- Text segment -
((

Index Caching

Index caching allows libvroom to store parsed CSV field indexes on disk, enabling near-instant access on subsequent reads of the same file. This feature is particularly valuable for large CSV files that are read repeatedly.

Overview

When you parse a CSV file, libvroom builds an in-memory index of all field boundaries. This index enables fast random access to any row or column. With index caching enabled:

First read: libvroom parses the file normally and writes a .vidx cache file
Subsequent reads: libvroom memory-maps the cache file for instant index access

Performance Benefits

2-3x faster parsing on cache hits for typical files
94% reduction in memory usage for large files (via memory mapping)
Zero parsing overhead on cache hits (the index is loaded directly)

Cache Invalidation

The cache automatically invalidates when the source file changes. libvroom stores the source file’s modification time and size in the cache header, and validates these on every read. If either has changed, the cache is regenerated.

CLI Usage

Enable Caching

Use the --cache flag to enable index caching:

# Enable caching (stores .vidx file next to source)
vroom head --cache data.csv

# First run: parses file, writes data.csv.vidx
# Subsequent runs: loads from cache (much faster)

Custom Cache Directory

Use --cache-dir to store cache files in a specific directory:

# Store cache files in /tmp/csv-cache
vroom head --cache-dir /tmp/csv-cache data.csv

# Cache file created at: /tmp/csv-cache/<hash>.vidx

This is useful when:

The source directory is read-only
You want to centralize cache files
You’re using a fast temporary filesystem

Force Cache Refresh

Use --no-cache to disable caching and force a fresh parse:

# Force re-parse even if cache exists
vroom head --no-cache data.csv

CLI Options Summary

Option	Description
`--cache`	Enable index caching (stores `.vidx` next to source)
`--cache-dir <path>`	Store cache files in specified directory
`--no-cache`	Disable caching (default behavior)

Stdin Not Supported

Index caching only works with file inputs. When reading from stdin, caching is automatically disabled since there’s no file path to associate with the cache.

C++ API Usage

Basic Caching

#include <libvroom.h>

int main() {
    libvroom::CsvOptions opts;
    opts.cache = libvroom::CacheConfig::defaults();  // Enable caching

    libvroom::CsvReader reader(opts);
    reader.open("data.csv");

    auto result = reader.read_all();

    // Check if cache was used
    if (result.value.used_cache) {
        std::cout << "Loaded from cache: " << result.value.cache_path << "\n";
    } else {
        std::cout << "Parsed fresh, cache written to: " << result.value.cache_path << "\n";
    }

    return 0;
}

Custom Cache Directory

#include <libvroom.h>

int main() {
    libvroom::CsvOptions opts;
    opts.cache = libvroom::CacheConfig::custom("/tmp/csv-cache");

    libvroom::CsvReader reader(opts);
    reader.open("data.csv");
    auto result = reader.read_all();

    return 0;
}

Manual Cache Configuration

For full control over caching behavior:

#include <libvroom.h>

int main() {
    libvroom::CsvOptions opts;
    opts.cache = libvroom::CacheConfig::defaults();
    opts.force_cache_refresh = false;  // Set true to ignore existing cache

    libvroom::CsvReader reader(opts);
    reader.open("data.csv");
    auto result = reader.read_all();

    return 0;
}

API Reference

CacheConfig

Controls where cache files are stored:

struct CacheConfig {
    enum Location {
        SAME_DIR,    // Adjacent to source file (default)

))

- Requirements -
[a] List every command-line option named in the options summary table of the index caching page.
[b] Return the passage of the index caching page that begins at the words "First read: libvroom" and stops after the words "cache is regenerated.".
These lines come from a source other than the index caching page.

[Items for identifying locations]

((

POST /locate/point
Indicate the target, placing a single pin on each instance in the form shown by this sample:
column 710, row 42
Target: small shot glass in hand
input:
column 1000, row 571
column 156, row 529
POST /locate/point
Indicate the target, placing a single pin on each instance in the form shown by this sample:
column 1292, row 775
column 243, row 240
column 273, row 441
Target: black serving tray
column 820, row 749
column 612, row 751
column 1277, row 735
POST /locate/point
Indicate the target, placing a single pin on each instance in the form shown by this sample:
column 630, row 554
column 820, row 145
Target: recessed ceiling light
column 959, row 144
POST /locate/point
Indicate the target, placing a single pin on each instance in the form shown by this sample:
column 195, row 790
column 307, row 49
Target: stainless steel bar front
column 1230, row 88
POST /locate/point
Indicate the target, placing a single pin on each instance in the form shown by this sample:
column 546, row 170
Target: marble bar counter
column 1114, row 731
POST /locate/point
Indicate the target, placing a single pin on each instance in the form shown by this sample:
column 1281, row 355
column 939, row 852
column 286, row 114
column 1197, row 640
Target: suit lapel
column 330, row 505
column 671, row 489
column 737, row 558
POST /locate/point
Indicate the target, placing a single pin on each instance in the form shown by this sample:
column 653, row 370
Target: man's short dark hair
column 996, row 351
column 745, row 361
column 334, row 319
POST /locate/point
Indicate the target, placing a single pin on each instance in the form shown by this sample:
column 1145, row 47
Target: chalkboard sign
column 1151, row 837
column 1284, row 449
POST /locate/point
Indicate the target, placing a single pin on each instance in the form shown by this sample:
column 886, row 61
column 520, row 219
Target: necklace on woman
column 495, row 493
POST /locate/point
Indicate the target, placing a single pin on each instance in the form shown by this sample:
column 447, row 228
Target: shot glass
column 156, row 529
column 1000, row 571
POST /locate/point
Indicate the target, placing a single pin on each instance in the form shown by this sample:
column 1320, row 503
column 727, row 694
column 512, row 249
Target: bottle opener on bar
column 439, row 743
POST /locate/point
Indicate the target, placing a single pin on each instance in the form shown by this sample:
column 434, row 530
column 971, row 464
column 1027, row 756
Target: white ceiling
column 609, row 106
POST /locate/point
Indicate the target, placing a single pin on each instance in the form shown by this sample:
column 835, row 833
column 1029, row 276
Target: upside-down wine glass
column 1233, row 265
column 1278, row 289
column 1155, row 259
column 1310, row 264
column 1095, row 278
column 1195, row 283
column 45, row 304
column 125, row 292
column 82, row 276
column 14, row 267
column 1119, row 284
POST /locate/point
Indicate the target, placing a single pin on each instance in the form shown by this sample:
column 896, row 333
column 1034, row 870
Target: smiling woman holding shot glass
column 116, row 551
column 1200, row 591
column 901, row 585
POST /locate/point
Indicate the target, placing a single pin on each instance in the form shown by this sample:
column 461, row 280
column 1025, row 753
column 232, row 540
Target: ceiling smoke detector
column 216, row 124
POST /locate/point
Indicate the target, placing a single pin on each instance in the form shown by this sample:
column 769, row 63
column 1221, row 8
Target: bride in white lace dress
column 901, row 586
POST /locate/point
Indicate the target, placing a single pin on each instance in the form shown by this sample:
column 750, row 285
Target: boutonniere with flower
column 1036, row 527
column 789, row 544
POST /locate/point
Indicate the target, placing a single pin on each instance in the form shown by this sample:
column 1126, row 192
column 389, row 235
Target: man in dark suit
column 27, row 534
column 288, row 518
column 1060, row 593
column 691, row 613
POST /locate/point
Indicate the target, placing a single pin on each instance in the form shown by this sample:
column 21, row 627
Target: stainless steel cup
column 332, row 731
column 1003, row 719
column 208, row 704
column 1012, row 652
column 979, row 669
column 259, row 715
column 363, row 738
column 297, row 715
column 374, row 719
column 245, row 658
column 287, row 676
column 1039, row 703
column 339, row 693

))

- List of solutions -
[a] `--cache`, `--cache-dir <path>`, `--no-cache`

[b]
First read: libvroom parses the file normally and writes a .vidx cache file
Subsequent reads: libvroom memory-maps the cache file for instant index access

Performance Benefits

2-3x faster parsing on cache hits for typical files
94% reduction in memory usage for large files (via memory mapping)
Zero parsing overhead on cache hits (the index is loaded directly)

Cache Invalidation

The cache automatically invalidates when the source file changes. libvroom stores the source file’s modification time and size in the cache header, and validates these on every read. If either has changed, the cache is regenerated.